Recorded data
.....
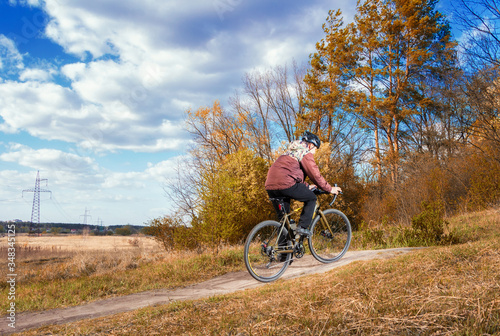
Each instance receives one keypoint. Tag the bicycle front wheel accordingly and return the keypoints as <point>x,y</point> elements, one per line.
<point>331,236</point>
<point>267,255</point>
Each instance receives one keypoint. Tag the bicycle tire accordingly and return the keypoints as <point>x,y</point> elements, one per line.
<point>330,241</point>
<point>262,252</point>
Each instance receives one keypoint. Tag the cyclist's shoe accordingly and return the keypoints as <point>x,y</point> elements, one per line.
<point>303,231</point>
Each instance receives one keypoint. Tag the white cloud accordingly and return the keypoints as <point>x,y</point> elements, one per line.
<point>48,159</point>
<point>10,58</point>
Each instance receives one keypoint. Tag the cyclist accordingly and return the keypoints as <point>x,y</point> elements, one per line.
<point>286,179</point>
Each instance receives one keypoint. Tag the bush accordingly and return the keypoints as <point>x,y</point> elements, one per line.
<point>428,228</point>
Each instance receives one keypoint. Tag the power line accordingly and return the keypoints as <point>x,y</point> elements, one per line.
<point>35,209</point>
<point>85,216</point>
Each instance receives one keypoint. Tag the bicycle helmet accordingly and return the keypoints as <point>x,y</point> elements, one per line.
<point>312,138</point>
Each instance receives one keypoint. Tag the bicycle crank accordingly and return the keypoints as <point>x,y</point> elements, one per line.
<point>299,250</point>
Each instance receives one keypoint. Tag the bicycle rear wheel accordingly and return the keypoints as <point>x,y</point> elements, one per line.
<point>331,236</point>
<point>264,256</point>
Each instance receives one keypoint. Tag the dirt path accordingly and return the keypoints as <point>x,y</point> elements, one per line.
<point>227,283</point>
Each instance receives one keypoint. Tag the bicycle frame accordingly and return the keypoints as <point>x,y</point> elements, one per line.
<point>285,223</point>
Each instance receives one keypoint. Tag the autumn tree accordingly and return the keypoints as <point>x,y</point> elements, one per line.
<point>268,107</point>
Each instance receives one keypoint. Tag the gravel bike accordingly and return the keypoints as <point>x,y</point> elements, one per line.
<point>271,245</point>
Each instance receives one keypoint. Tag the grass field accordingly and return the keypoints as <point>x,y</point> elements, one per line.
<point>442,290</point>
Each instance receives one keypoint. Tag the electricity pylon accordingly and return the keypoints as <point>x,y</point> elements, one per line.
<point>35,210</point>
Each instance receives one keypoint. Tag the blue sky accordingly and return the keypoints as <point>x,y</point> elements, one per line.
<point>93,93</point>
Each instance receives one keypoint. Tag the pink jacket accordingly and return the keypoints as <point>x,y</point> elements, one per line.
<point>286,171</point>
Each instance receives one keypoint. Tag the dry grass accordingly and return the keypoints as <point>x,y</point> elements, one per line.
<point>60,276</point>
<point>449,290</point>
.....
EXERCISE TASK
Quote only the lines from the line containing "Each instance receives one keypoint. Tag the grass" through the end of the listing, please, keeping both the first and the last line.

FINAL RESULT
Each instance receives one keypoint. Tag the grass field accordingly and return the keypoints as <point>x,y</point> elements, one per line.
<point>442,290</point>
Each instance receives one keypoint. Tag the electricity pylon accordingly and return the keypoints as <point>x,y</point> elements, one per line.
<point>35,210</point>
Each instance receives one keypoint. Tag the blue sky accordingly and return the keypoints as <point>x,y</point> elements, one per line.
<point>93,93</point>
Each instance receives one keypoint. Tag the pink jacket accordingly and return the keypoints as <point>x,y</point> elements, one per line.
<point>286,171</point>
Each instance receives one keypoint. Tag the dry grass accordingly and return the keypoints as <point>x,y</point> elements, one per line.
<point>60,276</point>
<point>449,290</point>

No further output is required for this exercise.